+++ AVAILABLE RECORDS

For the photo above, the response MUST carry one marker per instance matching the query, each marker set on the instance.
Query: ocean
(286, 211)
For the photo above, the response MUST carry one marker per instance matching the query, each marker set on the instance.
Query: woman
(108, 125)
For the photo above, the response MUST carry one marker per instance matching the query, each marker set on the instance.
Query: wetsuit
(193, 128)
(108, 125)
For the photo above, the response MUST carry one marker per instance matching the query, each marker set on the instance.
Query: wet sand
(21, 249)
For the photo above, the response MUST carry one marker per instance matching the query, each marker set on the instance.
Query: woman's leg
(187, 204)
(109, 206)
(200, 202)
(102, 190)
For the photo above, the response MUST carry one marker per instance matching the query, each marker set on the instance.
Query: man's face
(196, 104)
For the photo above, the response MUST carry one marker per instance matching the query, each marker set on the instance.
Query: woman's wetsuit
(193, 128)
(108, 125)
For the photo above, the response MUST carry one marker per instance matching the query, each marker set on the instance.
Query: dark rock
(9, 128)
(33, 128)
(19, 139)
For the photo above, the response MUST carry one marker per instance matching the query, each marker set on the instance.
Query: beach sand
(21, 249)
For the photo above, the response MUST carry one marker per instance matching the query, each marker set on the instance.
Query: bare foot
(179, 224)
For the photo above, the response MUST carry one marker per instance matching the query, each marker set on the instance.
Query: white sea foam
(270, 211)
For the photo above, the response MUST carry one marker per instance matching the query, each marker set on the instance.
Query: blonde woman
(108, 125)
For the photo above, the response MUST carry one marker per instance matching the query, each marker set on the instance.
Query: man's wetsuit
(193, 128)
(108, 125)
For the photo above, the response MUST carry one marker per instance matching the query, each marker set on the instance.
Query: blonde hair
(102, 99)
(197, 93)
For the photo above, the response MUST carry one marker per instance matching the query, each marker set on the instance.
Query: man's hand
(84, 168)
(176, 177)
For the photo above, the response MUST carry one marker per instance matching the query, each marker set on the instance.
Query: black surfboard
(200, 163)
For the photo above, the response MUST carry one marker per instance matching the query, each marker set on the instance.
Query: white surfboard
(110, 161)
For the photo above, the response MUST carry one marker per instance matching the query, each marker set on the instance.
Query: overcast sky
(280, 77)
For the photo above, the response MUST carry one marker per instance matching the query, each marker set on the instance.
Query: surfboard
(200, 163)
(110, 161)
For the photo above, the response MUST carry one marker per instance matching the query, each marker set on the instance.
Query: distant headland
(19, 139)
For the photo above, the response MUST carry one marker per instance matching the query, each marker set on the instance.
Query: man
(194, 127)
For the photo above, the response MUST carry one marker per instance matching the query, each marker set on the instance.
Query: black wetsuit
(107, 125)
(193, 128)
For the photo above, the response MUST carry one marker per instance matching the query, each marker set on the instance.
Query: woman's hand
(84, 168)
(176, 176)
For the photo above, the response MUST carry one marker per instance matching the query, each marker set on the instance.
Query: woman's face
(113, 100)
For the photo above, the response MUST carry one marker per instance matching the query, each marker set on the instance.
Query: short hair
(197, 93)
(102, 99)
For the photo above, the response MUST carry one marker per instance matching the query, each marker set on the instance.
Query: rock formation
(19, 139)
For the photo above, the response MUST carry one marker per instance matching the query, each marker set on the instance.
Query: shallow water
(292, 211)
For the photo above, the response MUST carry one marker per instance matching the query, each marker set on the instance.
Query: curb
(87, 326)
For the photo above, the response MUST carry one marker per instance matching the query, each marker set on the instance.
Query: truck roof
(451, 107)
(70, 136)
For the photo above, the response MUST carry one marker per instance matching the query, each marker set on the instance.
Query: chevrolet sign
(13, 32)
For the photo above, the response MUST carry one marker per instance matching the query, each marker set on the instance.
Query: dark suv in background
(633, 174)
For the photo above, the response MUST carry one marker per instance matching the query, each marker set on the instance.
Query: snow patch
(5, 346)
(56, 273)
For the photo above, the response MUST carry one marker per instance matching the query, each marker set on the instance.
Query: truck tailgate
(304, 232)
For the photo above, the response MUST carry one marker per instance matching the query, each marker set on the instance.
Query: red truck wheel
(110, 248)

++++++

▶ _WHAT YOU ARE ASKED TO DO_
Please copy each entry. Leave nothing out.

▶ _REPLY_
For the photo above, the response MUST carry one marker per instance matching the query, each marker set on the instance.
Query: ocean
(286, 211)
For the photo above, the response MUST carry one marker per instance matching the query, each marker set on the instance.
Query: woman
(108, 125)
For the photo above, the response MUST carry one marker per instance matching the query, each marker set on the instance.
Query: wetsuit
(193, 128)
(108, 125)
For the photo above, the response MUST carry one marker per instance matching the query, each marker set on the instance.
Query: wet sand
(21, 249)
For the photo above, the response MUST carry one marker per instance matching the query, each marker set on the instance.
Query: woman's leg
(187, 204)
(109, 206)
(200, 202)
(102, 190)
For the photo above, the response MUST carry one marker per instance matching the query, each marker set on the instance.
Query: man's face
(196, 104)
For the photo above, the response MUST carry one marker per instance matching the query, each marker set on the instance.
Query: woman's wetsuit
(193, 128)
(108, 125)
For the photo above, the response MUST carry one marker per instance matching the query, each marker set on the instance.
Query: dark rock
(9, 128)
(33, 128)
(19, 139)
For the photo above, the response MUST carry one marker per instance matching the query, each marker set on the instance.
Query: beach sand
(21, 249)
For the photo above, the response MUST carry one marker per instance matching the query, each marker set on the instance.
Query: bare foot
(179, 224)
For the photo above, the response MUST carry one marker per instance matching the query, each marker set on the instance.
Query: white sea foam
(270, 211)
For the photo above, the response MUST carry one marker per instance matching the query, each marker set on the instance.
Query: blonde woman
(108, 125)
For the photo above, the response MUST carry one marker per instance matching the query, each marker set on the instance.
Query: man's wetsuit
(193, 128)
(108, 125)
For the photo above, the response MUST carry one marker per instance matching the query, each marker set on the instance.
Query: blonde hair
(102, 99)
(197, 93)
For the photo above, the response MUST carry one marker per instance matching the query, each marker set on the instance.
Query: man's hand
(84, 168)
(176, 177)
For the photo above, the response MUST carry one marker per instance matching the query, each marker set on the instance.
Query: black surfboard
(200, 163)
For the photo above, the response MUST carry one marker per instance matching the query, each marker set on the instance.
Query: white surfboard
(110, 161)
For the photo above, the response MUST carry one marker per instance matching the query, each marker set on the instance.
Query: overcast sky
(280, 77)
For the photo above, the response MUST carry one marker per instance matching the query, each marker set on the instance.
Query: surfboard
(200, 163)
(110, 161)
For the photo above, the response MUST carry one marker per instance matching the query, each marker set on the instance.
Query: distant headland
(19, 139)
For the photo above, the response MUST carry one marker per instance matching the query, each marker set on the instance.
Query: man
(194, 127)
For the photo above, the response MUST carry one marker per instance matching the query, each marker set on the instance.
Query: black wetsuit
(107, 125)
(193, 128)
For the photo above, the response MUST carry one marker per instance matching the query, each marker set on the instance.
Query: woman's hand
(84, 168)
(176, 176)
For the photo above, the response MUST carry one marker per instance matching the query, each marker set on the instance.
Query: woman's face
(113, 100)
For the photo above, the response MUST carry one marker per instance matching the query, each marker set on the instance.
Query: short hair
(197, 93)
(102, 99)
For the photo above, the response MUST carry one marker per instance matching the query, each marker set on the instance.
Query: rock formation
(19, 139)
For the photo above, the response MUST carry one marker per instance matching the query, each marker set on the instance.
Query: shallow water
(292, 211)
For the photo above, the response MUST carry one marker per instance matching the query, each marker set on the instance.
Query: curb
(87, 326)
For the photo above, the response MUST carry one marker per instance matching the query, each marker set on the instance.
Query: truck roof
(451, 107)
(70, 136)
For the photo above, the response MUST carry one marker per instance matching the query, each marker set on the instance.
Query: chevrolet sign
(13, 32)
For the photo above, the response MUST carry one marker per instance matching the query, each marker set on the instance.
Query: dark suv in background
(633, 174)
For the photo above, the response MUST carry one marker per instance matching the query, each marker set on the instance.
Query: snow patch
(5, 346)
(56, 273)
For the photo above, the response MUST carry one marker per instance matching the query, each marker set on the instance.
Query: truck tailgate
(304, 232)
For the photo above, the response MUST carry one marker per instance matching the query, each marker set on the instance.
Query: red truck wheel
(110, 248)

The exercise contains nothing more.